# Stated problem
Which lines in the entries below contain the word "mirror"? Pick out each of those lines and copy it in full.

# Available data
========

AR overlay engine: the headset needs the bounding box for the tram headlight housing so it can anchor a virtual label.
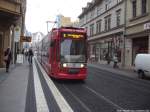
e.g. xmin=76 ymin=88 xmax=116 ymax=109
xmin=63 ymin=63 xmax=67 ymax=68
xmin=80 ymin=64 xmax=85 ymax=68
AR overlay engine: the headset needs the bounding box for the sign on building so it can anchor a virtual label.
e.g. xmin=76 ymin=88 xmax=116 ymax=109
xmin=14 ymin=26 xmax=21 ymax=42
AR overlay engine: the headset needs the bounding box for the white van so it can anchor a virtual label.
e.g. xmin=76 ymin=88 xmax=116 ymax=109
xmin=134 ymin=54 xmax=150 ymax=78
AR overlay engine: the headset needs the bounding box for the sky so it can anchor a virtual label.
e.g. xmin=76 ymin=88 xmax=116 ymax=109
xmin=25 ymin=0 xmax=92 ymax=34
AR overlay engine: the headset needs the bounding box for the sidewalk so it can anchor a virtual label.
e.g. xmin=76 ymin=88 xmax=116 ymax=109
xmin=0 ymin=64 xmax=29 ymax=112
xmin=88 ymin=61 xmax=137 ymax=78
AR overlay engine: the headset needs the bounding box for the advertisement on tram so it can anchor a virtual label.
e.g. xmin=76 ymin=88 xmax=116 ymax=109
xmin=38 ymin=27 xmax=87 ymax=80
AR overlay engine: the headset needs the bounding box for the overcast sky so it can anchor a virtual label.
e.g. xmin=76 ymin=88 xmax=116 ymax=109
xmin=26 ymin=0 xmax=92 ymax=34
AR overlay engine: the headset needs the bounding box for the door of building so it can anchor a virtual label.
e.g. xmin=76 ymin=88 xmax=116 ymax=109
xmin=132 ymin=37 xmax=148 ymax=64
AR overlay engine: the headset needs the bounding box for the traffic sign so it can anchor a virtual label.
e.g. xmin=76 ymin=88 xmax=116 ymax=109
xmin=20 ymin=36 xmax=31 ymax=42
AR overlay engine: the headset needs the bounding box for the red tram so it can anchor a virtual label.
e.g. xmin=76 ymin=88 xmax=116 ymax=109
xmin=38 ymin=27 xmax=87 ymax=80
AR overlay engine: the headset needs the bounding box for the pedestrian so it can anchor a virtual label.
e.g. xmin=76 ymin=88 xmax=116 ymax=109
xmin=28 ymin=48 xmax=33 ymax=64
xmin=113 ymin=54 xmax=118 ymax=68
xmin=4 ymin=47 xmax=12 ymax=72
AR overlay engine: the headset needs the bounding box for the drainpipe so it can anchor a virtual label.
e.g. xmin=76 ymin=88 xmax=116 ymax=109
xmin=122 ymin=0 xmax=127 ymax=67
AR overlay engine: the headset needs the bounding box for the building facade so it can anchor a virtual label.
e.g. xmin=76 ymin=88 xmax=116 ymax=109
xmin=125 ymin=0 xmax=150 ymax=66
xmin=56 ymin=14 xmax=71 ymax=28
xmin=79 ymin=0 xmax=125 ymax=63
xmin=0 ymin=0 xmax=26 ymax=67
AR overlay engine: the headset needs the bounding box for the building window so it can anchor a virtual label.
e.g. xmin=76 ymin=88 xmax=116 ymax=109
xmin=96 ymin=20 xmax=102 ymax=33
xmin=132 ymin=0 xmax=136 ymax=17
xmin=105 ymin=4 xmax=108 ymax=11
xmin=105 ymin=15 xmax=111 ymax=31
xmin=90 ymin=24 xmax=94 ymax=36
xmin=142 ymin=0 xmax=147 ymax=14
xmin=97 ymin=7 xmax=102 ymax=16
xmin=116 ymin=9 xmax=121 ymax=26
xmin=117 ymin=0 xmax=122 ymax=4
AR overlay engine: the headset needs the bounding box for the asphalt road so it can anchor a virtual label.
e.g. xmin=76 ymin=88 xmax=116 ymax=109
xmin=53 ymin=67 xmax=150 ymax=112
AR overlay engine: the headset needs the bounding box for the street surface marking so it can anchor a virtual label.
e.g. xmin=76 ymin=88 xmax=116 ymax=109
xmin=33 ymin=60 xmax=49 ymax=112
xmin=35 ymin=58 xmax=74 ymax=112
xmin=84 ymin=86 xmax=124 ymax=110
xmin=63 ymin=85 xmax=92 ymax=112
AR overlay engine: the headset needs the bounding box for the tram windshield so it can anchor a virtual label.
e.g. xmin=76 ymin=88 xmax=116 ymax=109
xmin=60 ymin=39 xmax=86 ymax=63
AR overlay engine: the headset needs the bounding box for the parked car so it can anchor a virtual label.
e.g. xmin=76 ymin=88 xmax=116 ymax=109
xmin=134 ymin=54 xmax=150 ymax=78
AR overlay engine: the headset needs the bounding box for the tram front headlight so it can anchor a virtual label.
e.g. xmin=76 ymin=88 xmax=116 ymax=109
xmin=63 ymin=63 xmax=67 ymax=68
xmin=80 ymin=64 xmax=84 ymax=68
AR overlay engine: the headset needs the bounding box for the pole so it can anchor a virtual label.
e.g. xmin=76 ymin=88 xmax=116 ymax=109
xmin=122 ymin=0 xmax=127 ymax=67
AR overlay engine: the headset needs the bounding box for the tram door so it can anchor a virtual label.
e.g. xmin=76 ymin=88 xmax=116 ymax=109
xmin=0 ymin=34 xmax=3 ymax=67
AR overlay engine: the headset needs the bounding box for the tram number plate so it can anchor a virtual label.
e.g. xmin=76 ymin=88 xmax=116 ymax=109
xmin=68 ymin=69 xmax=79 ymax=74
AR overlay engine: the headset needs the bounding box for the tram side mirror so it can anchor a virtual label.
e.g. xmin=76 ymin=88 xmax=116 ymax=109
xmin=50 ymin=40 xmax=55 ymax=47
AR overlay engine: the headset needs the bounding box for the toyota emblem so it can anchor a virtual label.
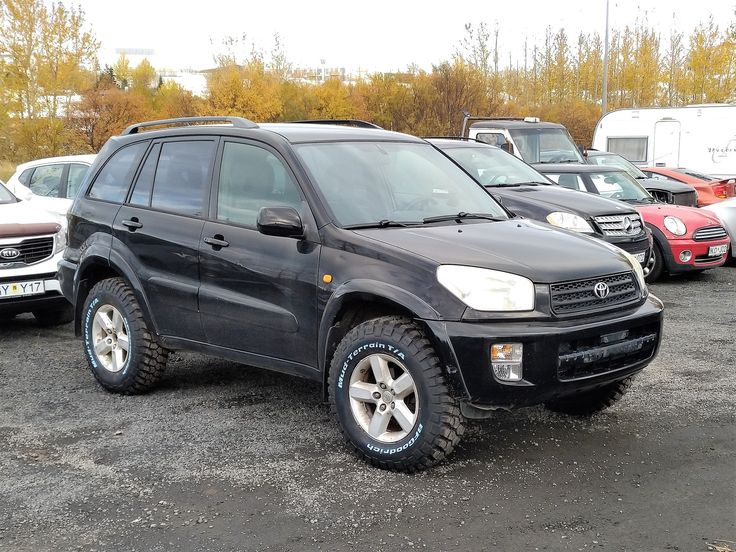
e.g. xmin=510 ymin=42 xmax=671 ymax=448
xmin=593 ymin=282 xmax=611 ymax=299
xmin=624 ymin=217 xmax=634 ymax=234
xmin=0 ymin=247 xmax=20 ymax=261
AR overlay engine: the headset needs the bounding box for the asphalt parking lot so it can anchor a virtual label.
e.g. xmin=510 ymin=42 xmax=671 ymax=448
xmin=0 ymin=267 xmax=736 ymax=551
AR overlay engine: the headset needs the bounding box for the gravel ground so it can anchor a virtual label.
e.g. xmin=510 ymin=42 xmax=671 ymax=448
xmin=0 ymin=267 xmax=736 ymax=552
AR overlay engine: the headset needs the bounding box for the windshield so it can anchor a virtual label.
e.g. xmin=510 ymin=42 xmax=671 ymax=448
xmin=588 ymin=152 xmax=647 ymax=178
xmin=443 ymin=147 xmax=549 ymax=186
xmin=509 ymin=128 xmax=585 ymax=163
xmin=295 ymin=142 xmax=508 ymax=226
xmin=588 ymin=171 xmax=654 ymax=203
xmin=0 ymin=181 xmax=18 ymax=205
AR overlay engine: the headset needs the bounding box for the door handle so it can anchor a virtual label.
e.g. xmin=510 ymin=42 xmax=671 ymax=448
xmin=120 ymin=217 xmax=143 ymax=232
xmin=204 ymin=234 xmax=230 ymax=250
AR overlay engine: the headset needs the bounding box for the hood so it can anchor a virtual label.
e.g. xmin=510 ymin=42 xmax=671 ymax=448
xmin=0 ymin=201 xmax=64 ymax=227
xmin=486 ymin=185 xmax=636 ymax=219
xmin=355 ymin=219 xmax=632 ymax=283
xmin=636 ymin=203 xmax=721 ymax=227
xmin=636 ymin=178 xmax=695 ymax=194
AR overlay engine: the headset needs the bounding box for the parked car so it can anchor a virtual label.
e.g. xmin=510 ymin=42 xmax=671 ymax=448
xmin=428 ymin=138 xmax=651 ymax=267
xmin=586 ymin=150 xmax=698 ymax=207
xmin=7 ymin=155 xmax=95 ymax=215
xmin=0 ymin=182 xmax=74 ymax=326
xmin=703 ymin=198 xmax=736 ymax=264
xmin=542 ymin=164 xmax=730 ymax=282
xmin=60 ymin=117 xmax=662 ymax=471
xmin=642 ymin=167 xmax=734 ymax=207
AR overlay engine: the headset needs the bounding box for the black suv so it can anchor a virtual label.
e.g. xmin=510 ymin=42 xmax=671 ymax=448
xmin=60 ymin=118 xmax=662 ymax=471
xmin=428 ymin=138 xmax=652 ymax=267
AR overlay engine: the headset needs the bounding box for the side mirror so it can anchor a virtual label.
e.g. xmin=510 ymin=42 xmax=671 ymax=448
xmin=256 ymin=207 xmax=304 ymax=238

========

# Complete response
AR overlay engine: the headset needs the bounding box for the tram side mirror so it can anchor a virtual label.
AR overlay engine: the headset needs the bounding box for the side mirror so it can anchor a virtual label.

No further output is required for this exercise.